### GOAL
Verbatim output of all the material below is required.

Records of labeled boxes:
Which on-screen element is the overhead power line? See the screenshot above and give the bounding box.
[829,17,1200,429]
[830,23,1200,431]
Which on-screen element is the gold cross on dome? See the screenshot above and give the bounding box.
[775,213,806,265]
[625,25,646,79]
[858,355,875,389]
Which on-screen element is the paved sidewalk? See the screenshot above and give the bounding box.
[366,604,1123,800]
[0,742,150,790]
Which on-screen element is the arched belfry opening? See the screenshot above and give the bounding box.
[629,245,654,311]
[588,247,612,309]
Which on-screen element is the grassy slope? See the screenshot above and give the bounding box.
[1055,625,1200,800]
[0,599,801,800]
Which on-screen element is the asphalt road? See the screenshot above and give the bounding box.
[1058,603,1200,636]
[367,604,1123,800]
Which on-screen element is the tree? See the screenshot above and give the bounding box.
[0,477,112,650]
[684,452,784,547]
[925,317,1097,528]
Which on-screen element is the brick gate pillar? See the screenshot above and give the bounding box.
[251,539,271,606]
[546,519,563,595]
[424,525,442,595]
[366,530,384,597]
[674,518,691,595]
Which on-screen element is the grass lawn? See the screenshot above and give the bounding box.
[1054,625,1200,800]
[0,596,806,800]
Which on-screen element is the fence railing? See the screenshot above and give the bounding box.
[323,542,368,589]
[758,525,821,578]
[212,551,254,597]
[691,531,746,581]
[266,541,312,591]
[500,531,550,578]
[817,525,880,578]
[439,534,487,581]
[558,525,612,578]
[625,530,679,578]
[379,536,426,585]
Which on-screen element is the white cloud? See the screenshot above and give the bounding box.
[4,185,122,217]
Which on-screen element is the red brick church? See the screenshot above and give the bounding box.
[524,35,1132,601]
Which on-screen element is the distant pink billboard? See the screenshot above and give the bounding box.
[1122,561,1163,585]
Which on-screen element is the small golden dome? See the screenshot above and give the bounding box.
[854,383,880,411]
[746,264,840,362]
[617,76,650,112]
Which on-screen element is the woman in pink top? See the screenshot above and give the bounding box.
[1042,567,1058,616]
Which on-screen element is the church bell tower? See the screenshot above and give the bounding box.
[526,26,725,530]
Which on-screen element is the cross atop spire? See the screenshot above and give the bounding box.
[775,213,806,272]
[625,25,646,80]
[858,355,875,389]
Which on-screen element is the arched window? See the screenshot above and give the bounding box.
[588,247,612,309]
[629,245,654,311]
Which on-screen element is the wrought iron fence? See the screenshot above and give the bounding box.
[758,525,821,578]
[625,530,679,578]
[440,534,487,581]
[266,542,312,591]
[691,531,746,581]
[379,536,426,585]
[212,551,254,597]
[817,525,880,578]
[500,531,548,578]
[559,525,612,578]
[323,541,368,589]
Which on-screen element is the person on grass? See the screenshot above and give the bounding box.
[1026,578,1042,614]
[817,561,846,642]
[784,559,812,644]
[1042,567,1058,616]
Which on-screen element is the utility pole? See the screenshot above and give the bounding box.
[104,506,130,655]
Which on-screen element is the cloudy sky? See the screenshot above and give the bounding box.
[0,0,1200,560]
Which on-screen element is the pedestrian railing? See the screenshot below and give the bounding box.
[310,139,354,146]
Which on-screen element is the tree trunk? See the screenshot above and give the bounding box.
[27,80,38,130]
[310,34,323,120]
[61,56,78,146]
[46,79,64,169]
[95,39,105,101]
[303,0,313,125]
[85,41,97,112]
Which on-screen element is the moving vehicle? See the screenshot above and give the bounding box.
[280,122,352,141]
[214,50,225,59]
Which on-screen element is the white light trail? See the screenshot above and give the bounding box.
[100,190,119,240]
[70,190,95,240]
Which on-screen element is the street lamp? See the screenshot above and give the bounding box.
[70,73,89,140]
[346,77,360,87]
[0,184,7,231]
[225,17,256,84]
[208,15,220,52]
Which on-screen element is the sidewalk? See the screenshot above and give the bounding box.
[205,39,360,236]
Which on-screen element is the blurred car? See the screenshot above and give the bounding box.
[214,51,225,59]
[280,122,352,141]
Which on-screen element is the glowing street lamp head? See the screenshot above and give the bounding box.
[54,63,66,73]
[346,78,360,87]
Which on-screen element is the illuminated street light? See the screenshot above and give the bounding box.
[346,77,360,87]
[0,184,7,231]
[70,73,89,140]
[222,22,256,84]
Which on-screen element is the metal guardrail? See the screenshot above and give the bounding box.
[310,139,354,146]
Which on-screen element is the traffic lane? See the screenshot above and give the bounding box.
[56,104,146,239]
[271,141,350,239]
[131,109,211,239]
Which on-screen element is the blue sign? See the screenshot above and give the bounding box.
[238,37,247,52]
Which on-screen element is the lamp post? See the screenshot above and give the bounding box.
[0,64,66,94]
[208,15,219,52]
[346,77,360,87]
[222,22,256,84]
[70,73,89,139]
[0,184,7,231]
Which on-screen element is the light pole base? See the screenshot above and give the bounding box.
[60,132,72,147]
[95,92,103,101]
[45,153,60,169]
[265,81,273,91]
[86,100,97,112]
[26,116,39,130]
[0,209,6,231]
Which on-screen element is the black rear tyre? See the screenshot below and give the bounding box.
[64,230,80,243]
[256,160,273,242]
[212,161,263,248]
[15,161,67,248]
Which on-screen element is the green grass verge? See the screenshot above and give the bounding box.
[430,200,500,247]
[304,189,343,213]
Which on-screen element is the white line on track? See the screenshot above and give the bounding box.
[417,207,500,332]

### RESULT
Which on-screen element is the overhead power line? See the screenshot above and give the bounding box.
[829,17,1200,429]
[830,23,1200,431]
Which on-screen element is the gold cross on dome? See the screenshot above and give the bounding box.
[775,213,806,265]
[625,25,646,79]
[858,355,875,389]
Which on-screen element is the paved sidewalk? See the screenshot above and give the bounding box.
[366,604,1123,800]
[0,742,150,790]
Which on-screen element is the arched belfry opening? See the screenshot above and give the bounding box.
[629,245,654,311]
[588,247,612,309]
Which on-screen element is the grassy slope? See the screenshot above and give the bounding box.
[1055,625,1200,800]
[0,599,801,800]
Which on-screen element is the asphalt road? See the screenshot above and give the bounding box.
[1058,603,1200,636]
[367,604,1123,800]
Which on-screen element is the tree? See the screenshot above and give the bounding box.
[0,477,112,650]
[684,452,784,547]
[925,317,1097,528]
Which on-screen element is the brick gate pillar? See the screenshot above and give the bounding box.
[251,539,271,606]
[546,519,563,595]
[424,525,442,595]
[366,530,384,597]
[674,518,691,595]
Which on-screen element is the grass lawn? See the screenshot above and give the bounding box.
[1054,625,1200,800]
[0,596,806,800]
Which on-screen element is the fence railing? See the screenshot above and give the bounding box.
[323,542,368,589]
[758,525,821,578]
[212,551,254,597]
[691,531,746,581]
[266,541,312,591]
[500,531,550,578]
[817,525,880,578]
[439,534,487,581]
[558,525,612,578]
[625,530,679,578]
[379,536,426,585]
Which on-screen element is the white cloud? See the screenshot above and give the bounding box.
[4,185,122,217]
Which on-screen element is the red brick church? See the screenshot above and give the bounding box.
[524,35,1132,601]
Which on-screen element is the distant pink billboard? See the screenshot above and give the bounding box.
[1122,561,1163,585]
Which on-screen element is the small golden dome? See the screenshot above and give the bounding box.
[854,383,880,411]
[746,264,840,362]
[617,76,650,112]
Which on-screen element is the woman in pink top? See the screenshot above and give the bounding box.
[1042,567,1058,616]
Which on-screen element is the church bell tower? See the screenshot above and give the bounding box.
[526,26,725,530]
Which on-screen element is the cross atop spire? See the screenshot above and give the bounding box.
[775,213,806,272]
[625,25,646,80]
[858,355,875,389]
Which on-screen element is the arched window? See the screenshot above and give the bounding box.
[588,247,612,309]
[629,245,654,311]
Which on-screen element is the wrought iron fence? See the screenshot above and give the bounding box.
[758,525,821,578]
[625,530,679,578]
[440,534,487,581]
[266,542,312,591]
[691,531,746,581]
[379,536,426,585]
[212,551,254,597]
[817,525,880,578]
[500,531,548,578]
[559,525,612,578]
[323,541,368,589]
Which on-screen element is the person on grass? See the screenshot above and give the bounding box.
[1026,578,1042,614]
[817,561,846,642]
[784,559,812,644]
[1042,567,1058,616]
Which on-screen element is the utility pole? See the screenshot above and give the bounding box.
[104,506,130,655]
Which on-screen element is the cloudy sky? See the screenshot above and give the bounding box.
[0,0,1200,560]
Which on-screen element is the pedestrian railing? See the screenshot below and give the bounding box.
[310,139,354,146]
Which on-screen element is the tree trunk? See the screenshot above and give the bounding box.
[27,80,38,130]
[310,34,323,120]
[61,56,78,146]
[46,79,64,169]
[95,39,105,101]
[303,0,313,125]
[85,41,97,112]
Which on-screen element is the moving vehicle? See the screenshot above and give the bounding box.
[280,122,352,141]
[214,50,225,59]
Which on-screen element is the white light trail? See the screenshot above and give the bounding box.
[100,190,119,240]
[70,190,95,240]
Which on-screen element is the street lamp? See the screenshot above and give the bounding box.
[70,73,89,140]
[346,77,360,87]
[0,184,7,231]
[225,17,256,84]
[208,15,220,52]
Which on-screen element is the sidewalk? See the screenshot above and give the bounding box.
[205,39,360,236]
Which on-screen element is the blurred car? See the screenshot above and give the bounding box.
[214,51,225,59]
[280,122,352,141]
Which on-screen element is the glowing street lamp head? See the screenshot above and give the bounding box.
[54,63,66,73]
[346,78,360,87]
Which on-screen element is the illuminated street light? See the screenshot above and give the bounding box.
[346,77,360,87]
[0,184,7,231]
[70,73,89,140]
[222,22,256,84]
Which on-screen element is the metal guardrail? See the screenshot above and give the bounding box.
[310,139,354,146]
Which on-screen element is the traffic lane? See the screenshot above and give the bounding box.
[56,104,146,239]
[271,141,350,239]
[131,109,211,239]
Which on-screen element is the blue sign? See the screenshot above and give the bounding box.
[238,37,247,52]
Which on-screen element is the lamp post? See the screenshot above and give the bounding box.
[0,64,66,94]
[208,15,219,52]
[346,77,360,87]
[222,22,256,84]
[70,73,89,139]
[0,184,7,231]
Which on-screen element is the light pole base? See the screenshot above and give the bounding box.
[60,132,72,147]
[95,92,103,101]
[45,153,60,169]
[265,81,273,91]
[86,100,97,112]
[26,116,39,130]
[0,209,6,231]
Which on-screen element is the black rear tyre? See the screenshot below and give the bounding box.
[64,230,80,243]
[256,160,273,242]
[212,161,263,248]
[15,161,67,248]
Which on-screen element is the green grass verge? See the screenshot above and give the bounding box.
[430,200,500,247]
[304,189,343,213]
Which on-screen element is the white line on track? See the screenshot above and give the bounding box.
[417,207,500,332]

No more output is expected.